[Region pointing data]
=== Begin Enclosure ===
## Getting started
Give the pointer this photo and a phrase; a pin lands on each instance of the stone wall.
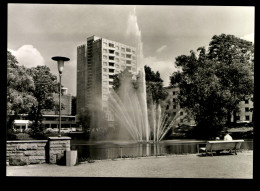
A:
(37, 151)
(26, 152)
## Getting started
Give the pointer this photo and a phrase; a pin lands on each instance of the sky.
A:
(37, 32)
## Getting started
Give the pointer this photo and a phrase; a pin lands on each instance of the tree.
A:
(20, 88)
(45, 86)
(213, 83)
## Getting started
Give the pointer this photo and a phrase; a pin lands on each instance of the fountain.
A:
(129, 105)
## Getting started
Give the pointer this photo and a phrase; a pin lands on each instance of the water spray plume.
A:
(129, 105)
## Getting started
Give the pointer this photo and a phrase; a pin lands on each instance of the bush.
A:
(10, 135)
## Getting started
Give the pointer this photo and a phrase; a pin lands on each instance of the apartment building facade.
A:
(97, 62)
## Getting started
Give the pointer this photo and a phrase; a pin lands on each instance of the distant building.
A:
(66, 100)
(51, 118)
(97, 62)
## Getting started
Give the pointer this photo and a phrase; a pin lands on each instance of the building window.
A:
(111, 45)
(105, 76)
(105, 89)
(105, 97)
(111, 70)
(111, 51)
(111, 64)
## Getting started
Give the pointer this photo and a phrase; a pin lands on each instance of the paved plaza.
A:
(172, 166)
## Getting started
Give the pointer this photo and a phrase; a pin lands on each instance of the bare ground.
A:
(172, 166)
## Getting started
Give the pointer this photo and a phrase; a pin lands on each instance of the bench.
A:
(217, 146)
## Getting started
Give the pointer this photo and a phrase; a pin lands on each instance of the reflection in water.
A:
(99, 151)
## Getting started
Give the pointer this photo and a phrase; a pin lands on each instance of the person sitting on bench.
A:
(227, 137)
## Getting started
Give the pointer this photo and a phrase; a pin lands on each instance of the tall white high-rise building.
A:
(97, 62)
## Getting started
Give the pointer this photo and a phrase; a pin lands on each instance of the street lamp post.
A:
(60, 60)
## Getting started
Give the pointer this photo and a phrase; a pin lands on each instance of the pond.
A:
(100, 150)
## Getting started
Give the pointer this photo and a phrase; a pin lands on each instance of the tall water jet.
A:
(129, 103)
(134, 32)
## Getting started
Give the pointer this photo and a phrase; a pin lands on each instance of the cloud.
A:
(28, 56)
(161, 49)
(249, 37)
(165, 68)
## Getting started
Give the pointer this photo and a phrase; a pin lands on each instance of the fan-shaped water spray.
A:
(129, 106)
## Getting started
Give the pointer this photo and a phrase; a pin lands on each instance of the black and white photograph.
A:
(130, 91)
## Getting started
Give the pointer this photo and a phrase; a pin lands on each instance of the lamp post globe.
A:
(60, 61)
=== End Enclosure ===
Instructions for the task:
Only a number should come back: the count of lines above that include "bench".

Exercise result:
2